__Problem details__
Reproduce every line of the records below in full, shifting each bounding-box coordinate in the detection outputs up by 39 and leaving all other lines unchanged.

## begin Data for processing

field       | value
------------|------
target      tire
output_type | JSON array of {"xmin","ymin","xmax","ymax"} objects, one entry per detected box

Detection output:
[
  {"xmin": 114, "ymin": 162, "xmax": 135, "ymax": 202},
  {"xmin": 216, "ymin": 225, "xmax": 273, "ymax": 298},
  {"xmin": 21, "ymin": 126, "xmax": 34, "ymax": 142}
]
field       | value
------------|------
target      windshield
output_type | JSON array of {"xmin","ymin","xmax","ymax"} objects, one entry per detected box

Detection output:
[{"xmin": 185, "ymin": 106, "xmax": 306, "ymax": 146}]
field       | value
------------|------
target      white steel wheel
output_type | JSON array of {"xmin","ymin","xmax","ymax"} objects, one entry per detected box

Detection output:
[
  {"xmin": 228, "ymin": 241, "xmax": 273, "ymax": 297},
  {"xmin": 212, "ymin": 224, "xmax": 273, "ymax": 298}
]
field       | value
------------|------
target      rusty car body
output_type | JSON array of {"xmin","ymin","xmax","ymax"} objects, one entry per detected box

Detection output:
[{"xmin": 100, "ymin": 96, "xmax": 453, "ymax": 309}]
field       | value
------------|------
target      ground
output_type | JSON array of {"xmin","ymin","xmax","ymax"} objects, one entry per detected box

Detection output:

## end Data for processing

__Task response__
field       | value
------------|------
target      tire
output_type | JSON array of {"xmin","ymin","xmax","ymax"} objects, one entry per detected box

Detection output:
[
  {"xmin": 153, "ymin": 201, "xmax": 174, "ymax": 241},
  {"xmin": 255, "ymin": 264, "xmax": 312, "ymax": 337},
  {"xmin": 60, "ymin": 165, "xmax": 73, "ymax": 181}
]
field       | value
------------|------
target      windshield
output_type | JSON array of {"xmin","ymin","xmax","ymax"} objects, one entry per detected box

Detection output:
[{"xmin": 224, "ymin": 145, "xmax": 345, "ymax": 185}]
field       | value
------------|------
target      white steel wheel
output_type | JSON array of {"xmin","ymin","xmax","ymax"} objects, one entry per detected box

Detection output:
[
  {"xmin": 267, "ymin": 280, "xmax": 312, "ymax": 336},
  {"xmin": 251, "ymin": 263, "xmax": 312, "ymax": 337}
]
field       | value
------------|------
target      rusty car body
output_type | JSON array of {"xmin","ymin","xmax","ymax"} objects, one entry per detected box

Detection output:
[{"xmin": 139, "ymin": 135, "xmax": 492, "ymax": 348}]
field       | value
------------|------
target      ground
output_type | JSON array of {"xmin","ymin","xmax","ymax"} objects, one entry per detected box

Detection output:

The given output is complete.